## DIRECTIVE:
Please render the records from the line containing "--detect window with" through the line containing "[6,226,151,300]" as a Markdown table with the columns Row and Line, numbering each row and leaving out blank lines.

## RECORDS TO PROCESS:

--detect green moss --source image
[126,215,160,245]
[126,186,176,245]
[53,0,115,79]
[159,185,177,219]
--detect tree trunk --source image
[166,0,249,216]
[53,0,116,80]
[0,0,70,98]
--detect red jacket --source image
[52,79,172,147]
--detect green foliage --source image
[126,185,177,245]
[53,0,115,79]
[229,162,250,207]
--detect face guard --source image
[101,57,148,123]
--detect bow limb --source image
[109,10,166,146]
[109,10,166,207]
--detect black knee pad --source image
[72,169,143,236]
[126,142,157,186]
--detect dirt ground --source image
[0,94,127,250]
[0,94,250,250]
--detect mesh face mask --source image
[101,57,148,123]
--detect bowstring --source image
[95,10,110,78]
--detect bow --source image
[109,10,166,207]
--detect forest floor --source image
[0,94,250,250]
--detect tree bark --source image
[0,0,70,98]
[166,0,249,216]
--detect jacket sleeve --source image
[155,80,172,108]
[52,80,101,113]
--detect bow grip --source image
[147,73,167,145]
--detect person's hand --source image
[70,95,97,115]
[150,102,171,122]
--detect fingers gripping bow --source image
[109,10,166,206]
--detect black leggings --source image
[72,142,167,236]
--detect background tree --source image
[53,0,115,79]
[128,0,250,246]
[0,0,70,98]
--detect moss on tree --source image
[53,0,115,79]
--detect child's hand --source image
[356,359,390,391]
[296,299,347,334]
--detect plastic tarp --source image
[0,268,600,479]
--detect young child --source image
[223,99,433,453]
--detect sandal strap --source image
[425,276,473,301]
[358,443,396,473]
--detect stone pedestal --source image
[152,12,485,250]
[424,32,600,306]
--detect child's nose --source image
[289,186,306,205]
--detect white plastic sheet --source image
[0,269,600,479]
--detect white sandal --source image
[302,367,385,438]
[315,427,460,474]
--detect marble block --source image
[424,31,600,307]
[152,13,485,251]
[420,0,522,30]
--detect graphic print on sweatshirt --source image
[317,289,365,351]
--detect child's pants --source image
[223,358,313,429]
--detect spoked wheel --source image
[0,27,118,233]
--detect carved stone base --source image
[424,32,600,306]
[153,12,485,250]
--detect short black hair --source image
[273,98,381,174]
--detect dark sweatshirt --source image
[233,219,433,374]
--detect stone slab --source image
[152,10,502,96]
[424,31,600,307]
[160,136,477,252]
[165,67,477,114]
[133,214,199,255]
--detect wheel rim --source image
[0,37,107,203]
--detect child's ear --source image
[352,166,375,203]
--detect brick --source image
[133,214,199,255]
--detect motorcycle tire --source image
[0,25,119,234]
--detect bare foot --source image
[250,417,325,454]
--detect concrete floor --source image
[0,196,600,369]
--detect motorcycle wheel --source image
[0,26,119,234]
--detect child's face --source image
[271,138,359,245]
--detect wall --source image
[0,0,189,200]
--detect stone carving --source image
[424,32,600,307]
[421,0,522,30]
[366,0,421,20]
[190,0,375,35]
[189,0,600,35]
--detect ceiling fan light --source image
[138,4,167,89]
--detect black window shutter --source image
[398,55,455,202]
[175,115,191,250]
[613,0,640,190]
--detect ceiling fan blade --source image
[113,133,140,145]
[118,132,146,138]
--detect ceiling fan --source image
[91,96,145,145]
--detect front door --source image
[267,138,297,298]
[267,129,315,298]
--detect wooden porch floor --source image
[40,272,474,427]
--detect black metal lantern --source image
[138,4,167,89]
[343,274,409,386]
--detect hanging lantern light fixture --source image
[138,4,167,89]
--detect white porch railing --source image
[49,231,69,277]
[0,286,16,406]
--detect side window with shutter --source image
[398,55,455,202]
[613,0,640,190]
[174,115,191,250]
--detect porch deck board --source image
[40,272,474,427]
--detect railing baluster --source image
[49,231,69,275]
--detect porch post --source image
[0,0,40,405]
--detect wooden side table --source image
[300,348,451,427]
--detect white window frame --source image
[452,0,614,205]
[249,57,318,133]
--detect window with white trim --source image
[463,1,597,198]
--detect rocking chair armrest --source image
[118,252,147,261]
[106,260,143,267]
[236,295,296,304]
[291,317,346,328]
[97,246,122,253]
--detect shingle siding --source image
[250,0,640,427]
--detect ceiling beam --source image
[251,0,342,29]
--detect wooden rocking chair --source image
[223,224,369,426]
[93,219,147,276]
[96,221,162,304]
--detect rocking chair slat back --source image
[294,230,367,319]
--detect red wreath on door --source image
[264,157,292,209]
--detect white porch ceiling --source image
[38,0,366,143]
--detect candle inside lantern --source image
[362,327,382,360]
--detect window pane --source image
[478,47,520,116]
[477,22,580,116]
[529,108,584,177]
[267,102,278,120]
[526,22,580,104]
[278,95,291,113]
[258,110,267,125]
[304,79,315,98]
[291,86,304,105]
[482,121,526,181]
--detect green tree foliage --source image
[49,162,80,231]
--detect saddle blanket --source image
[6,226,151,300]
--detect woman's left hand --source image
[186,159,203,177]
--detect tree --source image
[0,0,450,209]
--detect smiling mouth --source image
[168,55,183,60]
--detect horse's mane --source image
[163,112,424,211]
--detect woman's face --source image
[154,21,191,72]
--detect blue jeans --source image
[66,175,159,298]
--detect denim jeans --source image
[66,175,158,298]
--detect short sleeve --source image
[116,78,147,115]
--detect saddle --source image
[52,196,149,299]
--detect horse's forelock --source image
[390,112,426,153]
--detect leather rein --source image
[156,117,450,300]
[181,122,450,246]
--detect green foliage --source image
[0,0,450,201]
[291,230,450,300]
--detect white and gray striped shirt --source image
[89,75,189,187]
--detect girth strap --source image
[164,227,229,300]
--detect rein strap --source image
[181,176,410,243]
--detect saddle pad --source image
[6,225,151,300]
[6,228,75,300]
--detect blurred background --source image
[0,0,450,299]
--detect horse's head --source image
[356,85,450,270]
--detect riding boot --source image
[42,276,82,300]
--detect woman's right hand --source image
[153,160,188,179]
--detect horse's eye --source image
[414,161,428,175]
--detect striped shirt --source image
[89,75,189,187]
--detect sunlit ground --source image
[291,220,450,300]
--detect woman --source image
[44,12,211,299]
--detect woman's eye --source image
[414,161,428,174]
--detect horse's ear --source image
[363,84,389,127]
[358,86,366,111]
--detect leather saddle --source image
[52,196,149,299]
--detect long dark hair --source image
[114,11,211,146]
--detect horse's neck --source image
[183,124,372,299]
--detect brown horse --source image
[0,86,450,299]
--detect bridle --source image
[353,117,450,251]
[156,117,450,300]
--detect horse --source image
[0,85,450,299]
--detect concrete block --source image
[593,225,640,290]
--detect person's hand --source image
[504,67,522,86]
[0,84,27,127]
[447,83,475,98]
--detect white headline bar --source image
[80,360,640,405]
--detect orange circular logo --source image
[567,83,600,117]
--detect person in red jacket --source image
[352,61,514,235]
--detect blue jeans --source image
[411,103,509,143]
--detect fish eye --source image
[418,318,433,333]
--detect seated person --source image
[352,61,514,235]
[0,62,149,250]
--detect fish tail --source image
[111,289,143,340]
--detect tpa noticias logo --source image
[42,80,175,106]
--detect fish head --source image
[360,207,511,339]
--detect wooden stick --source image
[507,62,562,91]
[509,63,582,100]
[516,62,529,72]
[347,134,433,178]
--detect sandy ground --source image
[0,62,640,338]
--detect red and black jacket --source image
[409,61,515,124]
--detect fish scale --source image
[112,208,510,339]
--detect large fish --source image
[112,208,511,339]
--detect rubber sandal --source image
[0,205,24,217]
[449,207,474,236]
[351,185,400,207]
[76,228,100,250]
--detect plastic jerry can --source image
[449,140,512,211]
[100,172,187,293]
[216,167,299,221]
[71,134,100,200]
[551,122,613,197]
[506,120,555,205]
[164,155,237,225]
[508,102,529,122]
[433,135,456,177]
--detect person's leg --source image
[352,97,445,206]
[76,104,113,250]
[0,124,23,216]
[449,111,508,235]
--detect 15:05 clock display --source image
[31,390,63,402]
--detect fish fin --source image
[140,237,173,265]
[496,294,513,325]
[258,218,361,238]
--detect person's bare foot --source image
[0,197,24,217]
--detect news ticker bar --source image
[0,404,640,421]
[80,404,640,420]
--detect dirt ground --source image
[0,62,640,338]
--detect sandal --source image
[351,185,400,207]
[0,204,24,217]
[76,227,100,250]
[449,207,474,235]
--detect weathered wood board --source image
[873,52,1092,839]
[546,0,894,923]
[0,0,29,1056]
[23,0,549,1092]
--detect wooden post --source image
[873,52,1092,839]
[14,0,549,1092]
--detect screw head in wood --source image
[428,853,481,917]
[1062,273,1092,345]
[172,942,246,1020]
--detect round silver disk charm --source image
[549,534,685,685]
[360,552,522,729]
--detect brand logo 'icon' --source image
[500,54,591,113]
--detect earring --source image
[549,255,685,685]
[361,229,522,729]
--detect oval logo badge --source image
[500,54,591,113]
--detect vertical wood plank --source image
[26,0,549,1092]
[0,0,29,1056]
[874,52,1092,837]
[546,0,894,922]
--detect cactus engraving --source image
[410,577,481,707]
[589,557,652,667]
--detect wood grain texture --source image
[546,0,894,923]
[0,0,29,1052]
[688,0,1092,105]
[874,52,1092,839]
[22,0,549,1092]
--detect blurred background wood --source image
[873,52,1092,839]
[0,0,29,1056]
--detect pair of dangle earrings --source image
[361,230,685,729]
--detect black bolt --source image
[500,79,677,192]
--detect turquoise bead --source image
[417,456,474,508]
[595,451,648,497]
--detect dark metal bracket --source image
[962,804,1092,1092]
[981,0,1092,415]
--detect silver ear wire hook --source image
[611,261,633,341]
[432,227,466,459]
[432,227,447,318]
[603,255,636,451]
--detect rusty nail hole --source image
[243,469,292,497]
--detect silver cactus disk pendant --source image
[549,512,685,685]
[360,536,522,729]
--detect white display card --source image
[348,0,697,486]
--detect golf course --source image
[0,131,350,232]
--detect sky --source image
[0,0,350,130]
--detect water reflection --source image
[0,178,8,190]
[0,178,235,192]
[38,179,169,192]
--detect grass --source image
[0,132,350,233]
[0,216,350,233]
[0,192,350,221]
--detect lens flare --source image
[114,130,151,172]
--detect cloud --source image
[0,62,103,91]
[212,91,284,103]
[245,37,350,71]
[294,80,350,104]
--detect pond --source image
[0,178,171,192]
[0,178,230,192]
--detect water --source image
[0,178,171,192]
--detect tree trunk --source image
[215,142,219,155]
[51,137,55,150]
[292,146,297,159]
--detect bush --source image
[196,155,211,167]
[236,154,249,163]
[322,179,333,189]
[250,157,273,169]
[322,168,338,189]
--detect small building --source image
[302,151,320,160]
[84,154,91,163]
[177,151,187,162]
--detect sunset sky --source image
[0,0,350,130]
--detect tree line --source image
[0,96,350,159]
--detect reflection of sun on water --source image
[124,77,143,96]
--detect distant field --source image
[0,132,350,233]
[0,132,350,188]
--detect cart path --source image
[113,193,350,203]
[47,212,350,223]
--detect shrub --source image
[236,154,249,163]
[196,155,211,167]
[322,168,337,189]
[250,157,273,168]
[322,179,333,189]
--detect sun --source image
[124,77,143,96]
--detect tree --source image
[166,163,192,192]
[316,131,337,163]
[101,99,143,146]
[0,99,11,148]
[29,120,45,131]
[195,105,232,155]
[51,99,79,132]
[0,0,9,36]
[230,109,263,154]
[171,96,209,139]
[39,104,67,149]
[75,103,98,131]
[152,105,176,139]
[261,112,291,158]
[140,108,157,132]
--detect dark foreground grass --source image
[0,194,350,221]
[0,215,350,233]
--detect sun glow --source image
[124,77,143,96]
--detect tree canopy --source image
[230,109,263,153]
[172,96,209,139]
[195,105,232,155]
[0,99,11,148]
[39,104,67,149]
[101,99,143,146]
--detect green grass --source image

## REPLY:
| Row | Line |
|---|---|
| 1 | --detect window with white trim --source image |
| 2 | [463,1,597,198] |
| 3 | --detect rocking chair armrest --source image |
| 4 | [118,252,147,261] |
| 5 | [106,260,143,267] |
| 6 | [236,295,296,304] |
| 7 | [291,317,346,328] |
| 8 | [97,246,122,253] |
| 9 | --detect shingle siding --source image |
| 10 | [250,0,640,427] |
| 11 | --detect ceiling beam --source image |
| 12 | [251,0,342,29] |
| 13 | --detect wooden rocking chair --source image |
| 14 | [223,224,369,426] |
| 15 | [93,219,147,276] |
| 16 | [96,221,162,304] |
| 17 | --detect rocking chair slat back --source image |
| 18 | [294,230,367,319] |
| 19 | --detect red wreath on door --source image |
| 20 | [264,157,292,209] |
| 21 | --detect white porch ceiling --source image |
| 22 | [38,0,366,143] |
| 23 | --detect candle inside lantern --source image |
| 24 | [362,327,382,360] |
| 25 | --detect window pane --source image |
| 26 | [478,47,520,116] |
| 27 | [477,22,580,116] |
| 28 | [529,108,584,177] |
| 29 | [267,102,278,120] |
| 30 | [526,22,580,104] |
| 31 | [278,95,291,113] |
| 32 | [258,110,267,125] |
| 33 | [304,79,315,98] |
| 34 | [291,86,304,105] |
| 35 | [482,121,526,181] |
| 36 | --detect green tree foliage --source image |
| 37 | [49,162,80,231] |
| 38 | --detect saddle blanket --source image |
| 39 | [6,226,151,300] |